Excerpted data:
%%

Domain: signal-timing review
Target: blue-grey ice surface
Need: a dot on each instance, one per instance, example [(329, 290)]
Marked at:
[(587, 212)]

%%
%%

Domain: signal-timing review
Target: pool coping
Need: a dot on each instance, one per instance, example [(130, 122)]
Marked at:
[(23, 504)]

%%
%%

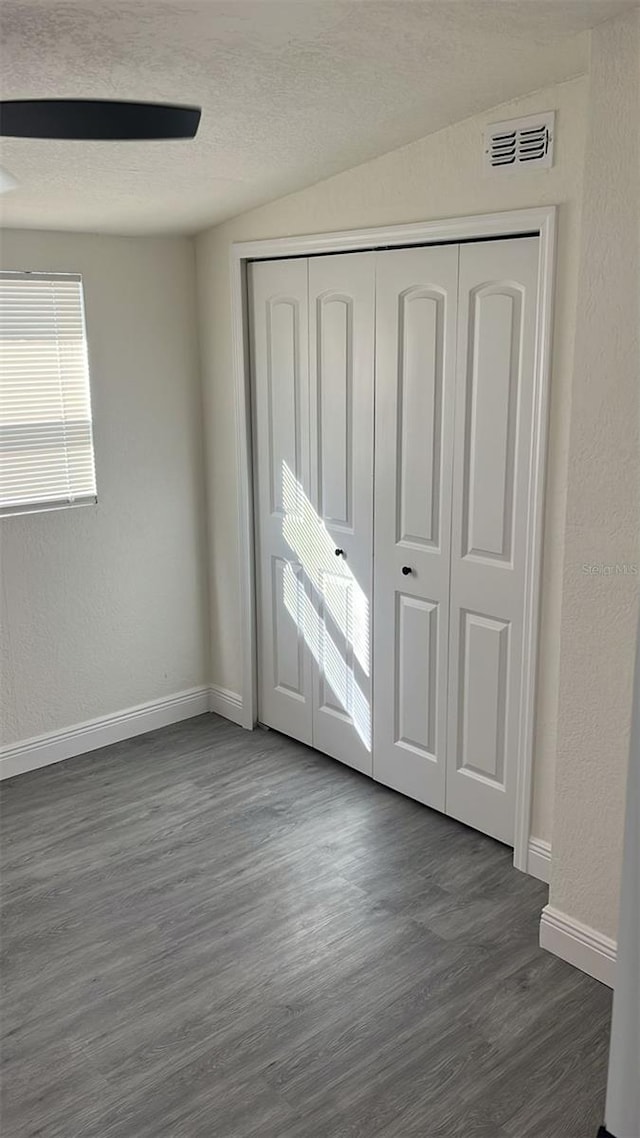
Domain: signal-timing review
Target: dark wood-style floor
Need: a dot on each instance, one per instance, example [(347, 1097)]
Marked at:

%%

Task directions: Gather every line in the records above that contains the string "Need", and list those lines.

Solved problem:
Need: a dot on each instance, one per instance, example [(329, 290)]
Need: a dot on each instance, one per instance, example [(130, 122)]
Need: a dot on each instance, one per instance, example [(347, 1097)]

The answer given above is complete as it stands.